YOUR OBJECTIVE | Please find each line of the data below that contains the word "concrete" and copy those lines. Case matters.

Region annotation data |
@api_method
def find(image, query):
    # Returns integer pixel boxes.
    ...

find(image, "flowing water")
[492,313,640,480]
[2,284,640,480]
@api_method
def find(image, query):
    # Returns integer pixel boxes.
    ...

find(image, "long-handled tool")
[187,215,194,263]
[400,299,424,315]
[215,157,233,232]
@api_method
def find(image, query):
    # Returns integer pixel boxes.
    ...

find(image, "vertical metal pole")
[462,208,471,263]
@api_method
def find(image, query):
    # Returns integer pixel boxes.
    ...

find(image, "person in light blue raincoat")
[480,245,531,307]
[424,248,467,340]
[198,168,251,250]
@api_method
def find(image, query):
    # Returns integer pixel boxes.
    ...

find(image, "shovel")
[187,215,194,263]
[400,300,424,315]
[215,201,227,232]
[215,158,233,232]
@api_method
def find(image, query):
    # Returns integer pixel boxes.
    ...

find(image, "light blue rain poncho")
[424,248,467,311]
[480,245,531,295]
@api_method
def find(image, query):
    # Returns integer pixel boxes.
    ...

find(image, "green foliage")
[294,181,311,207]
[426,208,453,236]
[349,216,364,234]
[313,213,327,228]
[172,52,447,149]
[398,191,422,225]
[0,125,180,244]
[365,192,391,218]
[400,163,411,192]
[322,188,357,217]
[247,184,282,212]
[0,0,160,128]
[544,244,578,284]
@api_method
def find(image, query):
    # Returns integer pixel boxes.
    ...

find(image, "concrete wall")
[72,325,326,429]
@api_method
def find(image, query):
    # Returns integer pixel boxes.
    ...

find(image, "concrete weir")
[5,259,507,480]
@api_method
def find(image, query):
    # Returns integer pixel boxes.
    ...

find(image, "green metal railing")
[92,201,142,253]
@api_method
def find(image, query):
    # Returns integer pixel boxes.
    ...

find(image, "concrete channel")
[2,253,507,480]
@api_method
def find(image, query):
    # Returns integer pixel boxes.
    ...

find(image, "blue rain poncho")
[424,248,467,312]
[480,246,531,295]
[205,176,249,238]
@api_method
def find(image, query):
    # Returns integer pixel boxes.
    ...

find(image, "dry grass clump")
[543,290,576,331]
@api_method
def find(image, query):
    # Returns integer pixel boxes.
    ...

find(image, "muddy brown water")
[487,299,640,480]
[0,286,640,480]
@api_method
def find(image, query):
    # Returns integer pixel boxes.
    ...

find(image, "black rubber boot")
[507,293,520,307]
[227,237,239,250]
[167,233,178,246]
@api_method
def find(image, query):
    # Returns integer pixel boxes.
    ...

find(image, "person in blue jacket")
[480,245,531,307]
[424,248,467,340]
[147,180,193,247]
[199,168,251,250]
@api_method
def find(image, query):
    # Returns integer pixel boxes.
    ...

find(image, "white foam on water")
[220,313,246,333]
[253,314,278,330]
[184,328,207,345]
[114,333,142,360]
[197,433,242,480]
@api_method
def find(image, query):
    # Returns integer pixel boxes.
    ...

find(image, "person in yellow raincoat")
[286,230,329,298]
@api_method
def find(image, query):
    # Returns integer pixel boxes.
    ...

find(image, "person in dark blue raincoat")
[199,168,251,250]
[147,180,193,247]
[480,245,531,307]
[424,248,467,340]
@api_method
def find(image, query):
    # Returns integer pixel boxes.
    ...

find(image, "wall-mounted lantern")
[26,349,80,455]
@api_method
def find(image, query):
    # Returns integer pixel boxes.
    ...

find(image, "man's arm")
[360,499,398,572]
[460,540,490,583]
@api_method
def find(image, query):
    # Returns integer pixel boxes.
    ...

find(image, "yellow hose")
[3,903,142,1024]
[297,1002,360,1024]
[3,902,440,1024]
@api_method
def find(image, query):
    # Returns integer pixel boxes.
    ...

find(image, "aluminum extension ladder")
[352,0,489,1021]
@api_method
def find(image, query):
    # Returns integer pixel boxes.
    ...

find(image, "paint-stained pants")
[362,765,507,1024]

FINISHED ANSWER |
find(image, "concrete wall")
find(image, "concrete weir")
find(image, "concrete channel")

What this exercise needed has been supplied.